● **Activities**:
1. Translate into French the following sentence from the XB-70 Valkyrie review: "While never put into full-scale production, the Valkyrie prototypes represented a huge leap in engineering capability for the United States."
2. Resume the XB-70 Valkyrie review after its last sentence, keeping its formal register.

Text shown section start

Review by Takis Diakoumis.
The North American XB-70 Valkyrie was conceived as the ultimate heavy bomber for the USAF to penetrate Soviet defences and deliver its doomsday payload. During the 1950s, when Soviet counter-air was largely made up of anti-aircraft artillery and fighters, it was thought a Mach 3+ aircraft flying at extreme altitudes was the only vehicle capable of reaching targets deep inside the Soviet Union.
While never put into full-scale production, the Valkyrie prototypes represented a huge leap in engineering capability for the United States. The enormous engine ‘six-pack’ was designed to operate in continuous afterburner and advancements in metallurgy and use of titanium on higher temperature sections, like wing leading edges, would enable the massive aircraft to accelerate beyond Mach 3.
Later developments in surface-to-air missiles, as well as the shoot-down of Gary Powers’ U-2 in 1960, would begin to spell the end of the XB-70 and, after almost $1 billion for the delivery of the two prototypes, the program was cancelled in 1961 before any flights were made. With little mission flexibility in the complex airframe, and with tactics moving to low-level penetration, the design was deemed to offer little more than the B-52.

Text shown section end
Record extracts section start

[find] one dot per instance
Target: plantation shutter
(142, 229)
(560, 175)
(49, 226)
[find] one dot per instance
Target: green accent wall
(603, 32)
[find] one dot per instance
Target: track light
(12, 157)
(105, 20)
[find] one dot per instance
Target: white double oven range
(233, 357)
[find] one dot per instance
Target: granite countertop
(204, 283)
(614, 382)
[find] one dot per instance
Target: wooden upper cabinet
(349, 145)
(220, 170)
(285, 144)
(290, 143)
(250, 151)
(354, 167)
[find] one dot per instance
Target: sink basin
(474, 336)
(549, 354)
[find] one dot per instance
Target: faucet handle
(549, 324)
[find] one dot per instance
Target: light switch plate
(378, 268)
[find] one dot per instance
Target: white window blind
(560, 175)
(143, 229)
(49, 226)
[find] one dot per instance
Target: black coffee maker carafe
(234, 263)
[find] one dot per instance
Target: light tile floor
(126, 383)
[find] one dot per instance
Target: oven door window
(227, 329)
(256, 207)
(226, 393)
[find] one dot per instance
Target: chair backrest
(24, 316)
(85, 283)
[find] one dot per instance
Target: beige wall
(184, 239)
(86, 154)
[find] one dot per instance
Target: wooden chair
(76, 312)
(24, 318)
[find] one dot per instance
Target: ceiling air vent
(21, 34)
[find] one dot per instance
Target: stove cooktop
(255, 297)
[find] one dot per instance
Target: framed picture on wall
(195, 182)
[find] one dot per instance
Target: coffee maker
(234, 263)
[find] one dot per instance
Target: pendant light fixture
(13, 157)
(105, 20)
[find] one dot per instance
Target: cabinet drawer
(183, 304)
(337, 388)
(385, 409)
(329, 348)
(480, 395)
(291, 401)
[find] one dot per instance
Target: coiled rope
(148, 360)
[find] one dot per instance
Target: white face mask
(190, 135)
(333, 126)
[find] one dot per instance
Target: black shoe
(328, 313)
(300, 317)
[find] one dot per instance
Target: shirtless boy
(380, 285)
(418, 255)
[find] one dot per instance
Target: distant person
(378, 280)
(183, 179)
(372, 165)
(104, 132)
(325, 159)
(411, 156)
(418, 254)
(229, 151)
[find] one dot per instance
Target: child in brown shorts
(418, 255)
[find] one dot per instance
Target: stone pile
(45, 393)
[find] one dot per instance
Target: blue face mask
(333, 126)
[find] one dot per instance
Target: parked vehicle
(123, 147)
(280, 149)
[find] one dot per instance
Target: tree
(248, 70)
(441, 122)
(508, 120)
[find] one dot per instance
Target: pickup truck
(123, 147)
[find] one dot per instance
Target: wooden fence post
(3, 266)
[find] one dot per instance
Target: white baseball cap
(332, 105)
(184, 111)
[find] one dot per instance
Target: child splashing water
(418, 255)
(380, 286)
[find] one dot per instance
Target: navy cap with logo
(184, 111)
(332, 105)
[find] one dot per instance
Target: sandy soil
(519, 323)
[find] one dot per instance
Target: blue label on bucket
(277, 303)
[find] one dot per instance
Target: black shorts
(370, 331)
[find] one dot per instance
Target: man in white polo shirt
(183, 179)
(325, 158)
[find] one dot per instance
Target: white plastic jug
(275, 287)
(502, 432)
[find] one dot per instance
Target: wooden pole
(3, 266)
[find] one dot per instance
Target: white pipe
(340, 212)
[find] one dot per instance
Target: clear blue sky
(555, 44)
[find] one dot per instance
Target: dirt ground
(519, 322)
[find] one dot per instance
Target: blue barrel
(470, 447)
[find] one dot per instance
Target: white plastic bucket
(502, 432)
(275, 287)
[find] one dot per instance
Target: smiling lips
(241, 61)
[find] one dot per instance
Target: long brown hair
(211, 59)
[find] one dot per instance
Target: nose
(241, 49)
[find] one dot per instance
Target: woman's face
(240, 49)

Record extracts section end

● **Numbered responses**:
1. Bien qu'ils n'aient jamais été produits en série, les prototypes du Valkyrie représentaient un bond considérable dans les capacités d'ingénierie des États-Unis.

2.
As the program shifted to advanced aerodynamic research, the Valkyrie’s first flight was eventually completed in 1964 by the first prototype. A more advanced second prototype first flew in 1965, but, following a number of Mach 3+ flights, would be involved in a tragic mid-air collision, during a photo shoot for engine manufacturer General Electric, the following year. Testing with the surviving aircraft continued until 1969.
Graham Simons’ latest entry covers the exciting development and test history of this important aeronautical masterpiece in fine detail. Using a number of Air Force and NASA sources, he pieces together the engineering genesis of the Valkyrie as he traces its complex development from the charged Cold War political environment through a challenging test cycle where successful engineering firsts were often matched by as many setbacks.
The events leading to the tragic loss of the second prototype are forensically covered as is the investigation and analysis of the accident and subsequent report findings. As that flight was intended as a promotional shoot for General Electric, the demise of the second prototype is eerily captured in still and video footage.
The text is littered with a large number of photographs, illustrations and tables throughout as Simons concludes his journey with the first prototype making its final flight into Wright-Patterson AFB to be displayed as a centrepiece at the National Museum of the US Air Force.